(Stored entries)

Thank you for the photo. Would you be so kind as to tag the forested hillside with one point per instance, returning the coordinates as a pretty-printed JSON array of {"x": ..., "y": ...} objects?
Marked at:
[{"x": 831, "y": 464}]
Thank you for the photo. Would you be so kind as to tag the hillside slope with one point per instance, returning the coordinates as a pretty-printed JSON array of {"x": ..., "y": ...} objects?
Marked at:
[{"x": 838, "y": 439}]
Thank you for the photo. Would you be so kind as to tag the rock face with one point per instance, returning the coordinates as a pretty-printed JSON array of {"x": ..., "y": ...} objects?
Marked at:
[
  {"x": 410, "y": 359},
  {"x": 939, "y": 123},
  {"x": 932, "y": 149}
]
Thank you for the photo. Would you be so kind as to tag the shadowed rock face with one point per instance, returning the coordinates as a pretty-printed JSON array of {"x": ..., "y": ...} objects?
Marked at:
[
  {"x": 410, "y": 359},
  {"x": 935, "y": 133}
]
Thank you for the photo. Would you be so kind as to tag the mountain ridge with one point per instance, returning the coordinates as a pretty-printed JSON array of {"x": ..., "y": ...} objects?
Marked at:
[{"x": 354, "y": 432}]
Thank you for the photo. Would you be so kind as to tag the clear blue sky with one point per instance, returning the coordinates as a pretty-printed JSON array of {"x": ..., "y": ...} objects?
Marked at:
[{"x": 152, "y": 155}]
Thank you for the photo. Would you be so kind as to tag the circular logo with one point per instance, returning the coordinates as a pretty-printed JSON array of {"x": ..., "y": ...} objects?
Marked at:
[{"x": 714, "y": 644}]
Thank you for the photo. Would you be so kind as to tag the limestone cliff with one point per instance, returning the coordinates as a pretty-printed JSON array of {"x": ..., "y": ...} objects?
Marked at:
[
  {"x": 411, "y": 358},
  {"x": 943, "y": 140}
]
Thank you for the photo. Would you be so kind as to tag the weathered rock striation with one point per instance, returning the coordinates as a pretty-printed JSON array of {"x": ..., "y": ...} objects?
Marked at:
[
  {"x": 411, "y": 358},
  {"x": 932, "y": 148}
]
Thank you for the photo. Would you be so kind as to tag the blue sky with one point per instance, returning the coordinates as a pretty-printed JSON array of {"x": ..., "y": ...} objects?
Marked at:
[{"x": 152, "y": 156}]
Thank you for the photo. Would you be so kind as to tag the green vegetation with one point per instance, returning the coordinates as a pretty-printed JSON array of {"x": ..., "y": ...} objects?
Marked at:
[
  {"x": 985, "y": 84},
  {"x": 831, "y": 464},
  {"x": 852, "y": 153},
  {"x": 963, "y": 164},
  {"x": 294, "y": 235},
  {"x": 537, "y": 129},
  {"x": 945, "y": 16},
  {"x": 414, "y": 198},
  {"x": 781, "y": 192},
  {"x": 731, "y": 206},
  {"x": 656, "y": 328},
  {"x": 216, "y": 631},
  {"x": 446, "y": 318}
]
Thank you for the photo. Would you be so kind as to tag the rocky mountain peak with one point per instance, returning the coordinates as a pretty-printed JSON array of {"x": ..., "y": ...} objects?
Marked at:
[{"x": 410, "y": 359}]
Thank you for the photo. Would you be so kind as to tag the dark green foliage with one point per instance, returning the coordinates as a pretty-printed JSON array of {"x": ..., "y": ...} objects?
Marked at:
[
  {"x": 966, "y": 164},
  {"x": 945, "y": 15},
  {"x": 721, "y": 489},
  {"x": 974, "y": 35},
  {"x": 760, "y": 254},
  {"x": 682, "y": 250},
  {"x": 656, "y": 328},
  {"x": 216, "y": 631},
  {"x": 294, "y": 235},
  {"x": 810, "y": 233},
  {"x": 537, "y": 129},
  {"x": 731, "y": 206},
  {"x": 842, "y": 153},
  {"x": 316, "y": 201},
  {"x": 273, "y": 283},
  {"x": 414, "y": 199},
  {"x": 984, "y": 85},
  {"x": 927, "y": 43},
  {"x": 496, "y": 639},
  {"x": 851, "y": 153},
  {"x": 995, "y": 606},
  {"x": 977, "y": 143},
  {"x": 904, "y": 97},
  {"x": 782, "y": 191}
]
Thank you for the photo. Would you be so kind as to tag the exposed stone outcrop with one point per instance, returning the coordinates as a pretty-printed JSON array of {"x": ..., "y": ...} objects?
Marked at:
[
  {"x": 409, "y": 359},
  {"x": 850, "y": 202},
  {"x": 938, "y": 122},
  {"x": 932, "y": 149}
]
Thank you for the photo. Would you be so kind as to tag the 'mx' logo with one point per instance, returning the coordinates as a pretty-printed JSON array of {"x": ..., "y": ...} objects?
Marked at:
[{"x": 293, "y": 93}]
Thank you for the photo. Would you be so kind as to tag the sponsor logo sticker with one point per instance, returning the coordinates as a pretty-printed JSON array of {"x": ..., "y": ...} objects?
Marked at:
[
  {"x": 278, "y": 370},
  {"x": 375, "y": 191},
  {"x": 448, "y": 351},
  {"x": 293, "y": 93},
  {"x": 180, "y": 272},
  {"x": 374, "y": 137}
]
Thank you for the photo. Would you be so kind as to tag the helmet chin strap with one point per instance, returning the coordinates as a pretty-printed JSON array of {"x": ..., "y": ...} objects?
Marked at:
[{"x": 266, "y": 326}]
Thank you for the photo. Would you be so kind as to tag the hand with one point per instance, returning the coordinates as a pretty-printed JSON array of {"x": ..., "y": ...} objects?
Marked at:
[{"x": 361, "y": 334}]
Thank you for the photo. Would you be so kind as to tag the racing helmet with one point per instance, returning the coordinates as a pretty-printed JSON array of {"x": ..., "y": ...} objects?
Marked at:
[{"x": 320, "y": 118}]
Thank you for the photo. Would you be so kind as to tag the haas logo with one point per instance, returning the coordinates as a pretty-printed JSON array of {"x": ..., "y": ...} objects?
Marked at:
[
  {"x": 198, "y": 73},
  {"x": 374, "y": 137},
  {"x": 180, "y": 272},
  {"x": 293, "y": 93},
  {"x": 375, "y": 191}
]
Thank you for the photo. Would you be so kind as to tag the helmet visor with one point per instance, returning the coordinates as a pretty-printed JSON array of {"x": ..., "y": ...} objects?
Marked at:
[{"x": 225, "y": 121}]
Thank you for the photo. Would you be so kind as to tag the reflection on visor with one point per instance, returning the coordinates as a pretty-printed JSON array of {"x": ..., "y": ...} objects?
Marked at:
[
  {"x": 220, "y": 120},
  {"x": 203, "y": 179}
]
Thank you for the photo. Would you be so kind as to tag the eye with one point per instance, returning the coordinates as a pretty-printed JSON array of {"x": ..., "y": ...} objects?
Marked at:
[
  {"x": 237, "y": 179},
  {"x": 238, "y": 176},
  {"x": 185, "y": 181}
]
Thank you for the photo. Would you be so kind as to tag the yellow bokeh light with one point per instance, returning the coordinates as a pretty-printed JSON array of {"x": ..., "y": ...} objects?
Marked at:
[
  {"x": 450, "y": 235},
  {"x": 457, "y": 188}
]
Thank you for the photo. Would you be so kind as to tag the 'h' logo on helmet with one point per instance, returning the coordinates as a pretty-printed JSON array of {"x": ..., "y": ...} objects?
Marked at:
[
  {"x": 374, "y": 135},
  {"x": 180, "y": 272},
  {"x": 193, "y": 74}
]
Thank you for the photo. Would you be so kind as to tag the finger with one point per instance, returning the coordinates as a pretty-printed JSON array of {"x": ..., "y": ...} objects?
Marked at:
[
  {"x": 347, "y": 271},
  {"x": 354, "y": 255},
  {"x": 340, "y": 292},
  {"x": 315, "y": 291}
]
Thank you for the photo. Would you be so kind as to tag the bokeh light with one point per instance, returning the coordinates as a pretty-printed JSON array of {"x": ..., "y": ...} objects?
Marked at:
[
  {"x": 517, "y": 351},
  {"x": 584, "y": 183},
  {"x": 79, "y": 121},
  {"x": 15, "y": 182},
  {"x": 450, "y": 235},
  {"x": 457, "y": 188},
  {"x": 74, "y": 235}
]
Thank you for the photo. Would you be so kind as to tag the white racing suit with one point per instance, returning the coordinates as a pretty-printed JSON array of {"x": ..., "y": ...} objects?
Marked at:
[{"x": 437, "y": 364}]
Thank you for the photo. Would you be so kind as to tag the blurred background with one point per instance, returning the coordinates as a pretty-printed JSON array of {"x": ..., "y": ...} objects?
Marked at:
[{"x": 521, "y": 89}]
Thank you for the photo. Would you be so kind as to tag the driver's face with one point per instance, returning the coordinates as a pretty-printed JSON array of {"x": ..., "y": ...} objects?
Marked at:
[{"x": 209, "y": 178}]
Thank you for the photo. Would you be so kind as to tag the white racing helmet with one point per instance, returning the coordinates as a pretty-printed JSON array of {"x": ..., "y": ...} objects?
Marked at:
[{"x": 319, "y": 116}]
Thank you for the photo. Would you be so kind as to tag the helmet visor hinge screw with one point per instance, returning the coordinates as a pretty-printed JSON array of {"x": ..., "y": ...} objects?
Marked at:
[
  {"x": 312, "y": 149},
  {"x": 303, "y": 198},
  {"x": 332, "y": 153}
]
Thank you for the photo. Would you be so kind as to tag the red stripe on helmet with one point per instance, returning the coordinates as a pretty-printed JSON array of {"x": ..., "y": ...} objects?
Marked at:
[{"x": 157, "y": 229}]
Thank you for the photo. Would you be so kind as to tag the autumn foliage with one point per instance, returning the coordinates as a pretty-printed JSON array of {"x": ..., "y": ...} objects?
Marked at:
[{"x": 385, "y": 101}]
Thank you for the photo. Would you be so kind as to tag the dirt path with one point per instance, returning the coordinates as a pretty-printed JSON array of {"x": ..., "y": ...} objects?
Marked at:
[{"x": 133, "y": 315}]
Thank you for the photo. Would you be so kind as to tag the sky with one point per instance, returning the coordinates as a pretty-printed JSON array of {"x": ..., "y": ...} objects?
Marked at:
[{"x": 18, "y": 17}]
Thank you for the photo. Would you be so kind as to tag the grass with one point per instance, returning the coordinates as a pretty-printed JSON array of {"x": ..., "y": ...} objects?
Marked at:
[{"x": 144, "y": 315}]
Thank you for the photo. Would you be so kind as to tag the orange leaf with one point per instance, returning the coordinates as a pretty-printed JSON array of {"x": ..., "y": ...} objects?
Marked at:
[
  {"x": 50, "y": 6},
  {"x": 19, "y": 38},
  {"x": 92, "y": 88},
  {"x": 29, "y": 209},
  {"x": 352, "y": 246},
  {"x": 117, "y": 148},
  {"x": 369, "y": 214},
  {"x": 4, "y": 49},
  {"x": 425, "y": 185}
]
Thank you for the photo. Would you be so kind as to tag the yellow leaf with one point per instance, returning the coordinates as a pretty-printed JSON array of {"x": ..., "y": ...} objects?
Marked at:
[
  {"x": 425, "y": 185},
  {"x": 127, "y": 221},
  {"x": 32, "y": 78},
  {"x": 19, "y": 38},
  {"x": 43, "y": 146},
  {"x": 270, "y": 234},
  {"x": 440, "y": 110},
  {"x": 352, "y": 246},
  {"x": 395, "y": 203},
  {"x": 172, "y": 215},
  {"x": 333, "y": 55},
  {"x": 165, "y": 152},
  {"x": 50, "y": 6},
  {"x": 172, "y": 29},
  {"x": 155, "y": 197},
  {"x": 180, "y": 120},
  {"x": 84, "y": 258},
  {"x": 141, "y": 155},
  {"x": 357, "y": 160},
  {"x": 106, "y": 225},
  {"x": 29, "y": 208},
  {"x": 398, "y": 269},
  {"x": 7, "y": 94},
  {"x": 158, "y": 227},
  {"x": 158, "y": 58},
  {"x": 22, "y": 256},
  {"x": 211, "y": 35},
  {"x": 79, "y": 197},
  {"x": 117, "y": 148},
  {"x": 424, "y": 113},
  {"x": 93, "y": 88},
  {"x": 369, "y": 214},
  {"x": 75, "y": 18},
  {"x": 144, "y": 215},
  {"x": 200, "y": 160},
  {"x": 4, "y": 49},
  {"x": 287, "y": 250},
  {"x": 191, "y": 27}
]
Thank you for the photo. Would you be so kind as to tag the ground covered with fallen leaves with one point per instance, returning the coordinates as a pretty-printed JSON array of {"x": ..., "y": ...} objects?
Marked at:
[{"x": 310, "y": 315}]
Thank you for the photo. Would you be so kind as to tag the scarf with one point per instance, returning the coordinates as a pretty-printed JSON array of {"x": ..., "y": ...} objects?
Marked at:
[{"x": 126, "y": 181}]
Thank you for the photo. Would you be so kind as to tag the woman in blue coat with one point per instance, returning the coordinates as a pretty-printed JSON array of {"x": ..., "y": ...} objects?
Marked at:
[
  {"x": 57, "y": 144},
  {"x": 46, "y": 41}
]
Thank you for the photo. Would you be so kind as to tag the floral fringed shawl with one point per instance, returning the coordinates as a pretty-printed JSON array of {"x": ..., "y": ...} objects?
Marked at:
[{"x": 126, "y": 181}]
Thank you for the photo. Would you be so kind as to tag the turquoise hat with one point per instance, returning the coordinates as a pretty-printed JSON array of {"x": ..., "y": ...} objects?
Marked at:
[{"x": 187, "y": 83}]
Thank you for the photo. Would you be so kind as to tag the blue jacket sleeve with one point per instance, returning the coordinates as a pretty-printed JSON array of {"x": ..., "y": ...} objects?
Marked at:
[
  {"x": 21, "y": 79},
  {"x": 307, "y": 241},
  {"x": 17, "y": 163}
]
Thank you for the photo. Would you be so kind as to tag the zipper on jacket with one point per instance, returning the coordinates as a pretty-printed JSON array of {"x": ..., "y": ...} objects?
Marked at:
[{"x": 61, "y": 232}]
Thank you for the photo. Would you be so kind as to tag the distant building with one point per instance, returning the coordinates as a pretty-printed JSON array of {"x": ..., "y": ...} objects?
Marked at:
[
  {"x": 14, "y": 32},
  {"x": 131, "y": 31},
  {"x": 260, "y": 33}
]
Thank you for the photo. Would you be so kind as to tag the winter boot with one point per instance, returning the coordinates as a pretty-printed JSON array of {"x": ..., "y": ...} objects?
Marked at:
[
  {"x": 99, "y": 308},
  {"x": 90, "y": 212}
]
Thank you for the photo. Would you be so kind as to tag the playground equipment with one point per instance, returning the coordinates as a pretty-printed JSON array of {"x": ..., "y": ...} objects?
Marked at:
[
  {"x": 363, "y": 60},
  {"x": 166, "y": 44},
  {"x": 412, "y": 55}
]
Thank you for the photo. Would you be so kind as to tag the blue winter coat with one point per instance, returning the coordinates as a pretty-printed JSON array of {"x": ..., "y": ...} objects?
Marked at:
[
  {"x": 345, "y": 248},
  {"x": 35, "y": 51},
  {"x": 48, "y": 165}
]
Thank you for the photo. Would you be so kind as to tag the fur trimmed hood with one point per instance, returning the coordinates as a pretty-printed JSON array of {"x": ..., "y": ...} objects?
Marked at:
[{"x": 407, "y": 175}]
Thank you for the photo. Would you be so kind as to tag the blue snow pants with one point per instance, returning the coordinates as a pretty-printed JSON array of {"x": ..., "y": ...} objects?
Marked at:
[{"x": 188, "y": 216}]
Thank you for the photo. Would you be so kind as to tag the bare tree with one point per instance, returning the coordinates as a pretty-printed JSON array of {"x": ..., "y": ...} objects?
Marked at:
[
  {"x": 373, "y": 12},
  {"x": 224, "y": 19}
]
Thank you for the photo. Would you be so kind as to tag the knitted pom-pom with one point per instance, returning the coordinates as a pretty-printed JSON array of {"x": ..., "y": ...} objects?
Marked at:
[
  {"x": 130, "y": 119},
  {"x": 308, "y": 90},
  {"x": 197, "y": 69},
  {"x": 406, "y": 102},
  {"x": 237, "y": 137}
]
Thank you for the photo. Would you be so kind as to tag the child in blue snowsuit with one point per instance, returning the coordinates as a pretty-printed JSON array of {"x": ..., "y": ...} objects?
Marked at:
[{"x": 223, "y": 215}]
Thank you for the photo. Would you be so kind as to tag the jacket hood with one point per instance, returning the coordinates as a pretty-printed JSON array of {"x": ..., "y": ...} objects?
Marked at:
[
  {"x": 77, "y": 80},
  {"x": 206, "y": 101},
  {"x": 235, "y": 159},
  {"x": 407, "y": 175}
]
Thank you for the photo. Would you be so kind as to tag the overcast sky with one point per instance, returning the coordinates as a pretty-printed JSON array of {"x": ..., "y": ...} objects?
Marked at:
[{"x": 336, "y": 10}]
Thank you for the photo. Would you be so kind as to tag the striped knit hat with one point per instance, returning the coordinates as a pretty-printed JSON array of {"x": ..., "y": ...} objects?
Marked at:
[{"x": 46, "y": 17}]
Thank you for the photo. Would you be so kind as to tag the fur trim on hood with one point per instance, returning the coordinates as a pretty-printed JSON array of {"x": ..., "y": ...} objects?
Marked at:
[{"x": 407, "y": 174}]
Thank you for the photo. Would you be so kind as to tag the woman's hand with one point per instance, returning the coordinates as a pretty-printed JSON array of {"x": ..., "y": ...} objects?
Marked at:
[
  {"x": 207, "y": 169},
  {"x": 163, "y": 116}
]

◆ WORK TO COMPLETE:
Reproduce, word for word, the stretch of the listing from the line containing "tag the jacket" through the final line of the listing, including both of those lines.

◆ WRITTEN SOLUTION:
Thank you for the photo. Would you be so kind as to tag the jacket hood with one point per instance, returning the coordinates as a pretty-printed JSON array of {"x": ..., "y": ...} objects?
Marked at:
[
  {"x": 77, "y": 80},
  {"x": 206, "y": 101},
  {"x": 235, "y": 159},
  {"x": 407, "y": 175}
]
Thank you for the photo. Would you be so kind as to tag the overcast sky with one point per instance, returning the coordinates as a pretty-printed JSON array of {"x": ..., "y": ...} objects?
Marked at:
[{"x": 336, "y": 10}]
Thank you for the photo. Would you be so kind as to tag the striped knit hat with one point per instance, returning the coordinates as a pretty-printed JSON array of {"x": ..., "y": ...} objects?
Marked at:
[{"x": 46, "y": 17}]
Thank you for the photo. Would you be so kind as to tag the fur trim on hood with one point per instance, returning the coordinates as a pretty-printed JSON array of {"x": ..., "y": ...} objects?
Marked at:
[{"x": 407, "y": 174}]
Thank you for the photo. Would you be so kind as to tag the woman's hand with one point per instance, returning the coordinates as a pretty-printed JSON array of {"x": ..., "y": ...} objects?
Marked at:
[
  {"x": 207, "y": 169},
  {"x": 163, "y": 116}
]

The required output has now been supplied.